──────── TEXT EXCERPT ────────

Kaarlon Mann

Ronni Mott

If you have never seen a stray cat in Belhaven Heights, there's a pretty good chance Kaarlon Mann has something to do with it. She says her neighborhood has been "kitten-free for three years."

When Mann first moved there in 1981, cats were everywhere. "Cats were having kittens, and kittens were having cats," she says. The only way she overcame this cat-tastrophe was through her passion for animals and one simple philosophy: spay and neuter your pets.

Strays are a problem in Jackson and Mann, 62, has made it her job to deal with the problem delicately and humanely. She has always had a fascination with animals and had been on this crusade for about 20 years. As a child growing up in Whitehaven, Tenn., she always had pets: cats, dogs, horses, even chickens.

Once, Mann's piano teacher gave her a pet rooster. "I guess she figured I would be better with that rooster than I was with the piano," she says, laughing.

Mann says she hasn't always been focused on strays. After graduating from Whitehaven High School in 1964, she enrolled at Memphis State and majored in business. In 1981, Mann says, she got tired of Memphis and moved to Jackson where she discovered her passion, and dedicated herself to cleansing the neighborhood of stray cats through humane methods.

──────── EXCERPTED RECORDS ────────

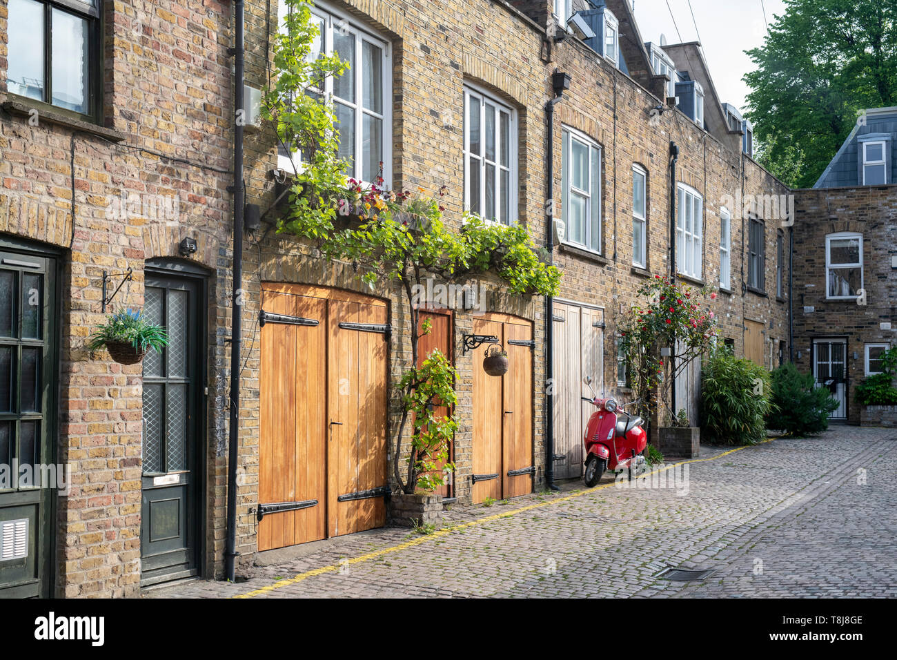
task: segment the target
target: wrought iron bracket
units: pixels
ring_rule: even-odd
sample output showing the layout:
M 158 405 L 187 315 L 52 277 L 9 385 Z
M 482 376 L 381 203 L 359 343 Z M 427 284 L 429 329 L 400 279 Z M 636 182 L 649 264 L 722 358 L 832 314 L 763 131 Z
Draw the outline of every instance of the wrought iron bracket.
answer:
M 112 292 L 111 295 L 107 295 L 107 292 L 109 290 L 109 285 L 112 281 L 112 277 L 118 277 L 119 276 L 124 276 L 124 277 L 122 277 L 121 282 L 119 282 L 118 286 L 116 286 L 115 291 Z M 115 298 L 115 296 L 118 295 L 118 291 L 121 289 L 122 285 L 124 285 L 126 282 L 131 281 L 133 278 L 134 278 L 134 269 L 131 268 L 128 268 L 128 269 L 123 273 L 110 273 L 108 270 L 103 271 L 103 313 L 104 314 L 106 313 L 106 305 L 109 304 Z
M 476 350 L 483 344 L 498 344 L 499 338 L 495 335 L 465 335 L 464 352 Z

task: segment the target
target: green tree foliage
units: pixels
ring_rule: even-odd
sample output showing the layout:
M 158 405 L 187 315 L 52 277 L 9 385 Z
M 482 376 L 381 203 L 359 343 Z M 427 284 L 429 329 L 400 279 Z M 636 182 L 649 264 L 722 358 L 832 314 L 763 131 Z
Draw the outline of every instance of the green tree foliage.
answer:
M 772 404 L 775 412 L 766 426 L 797 436 L 824 431 L 829 413 L 838 408 L 828 388 L 816 387 L 811 374 L 801 374 L 790 362 L 772 372 Z
M 897 3 L 786 0 L 745 75 L 760 162 L 794 188 L 816 182 L 858 112 L 897 104 Z
M 727 348 L 704 364 L 701 384 L 701 438 L 720 444 L 756 444 L 774 409 L 770 373 Z
M 857 402 L 861 406 L 897 405 L 897 388 L 893 386 L 897 375 L 897 346 L 882 355 L 882 369 L 881 374 L 868 376 L 857 385 Z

────────

**EXERCISE INSTRUCTIONS:** In the profile of Kaarlon Mann, list the kinds of pets named in the sentence beginning "As a child growing up in Whitehaven."

**SOLUTION:** Cats, dogs, horses, chickens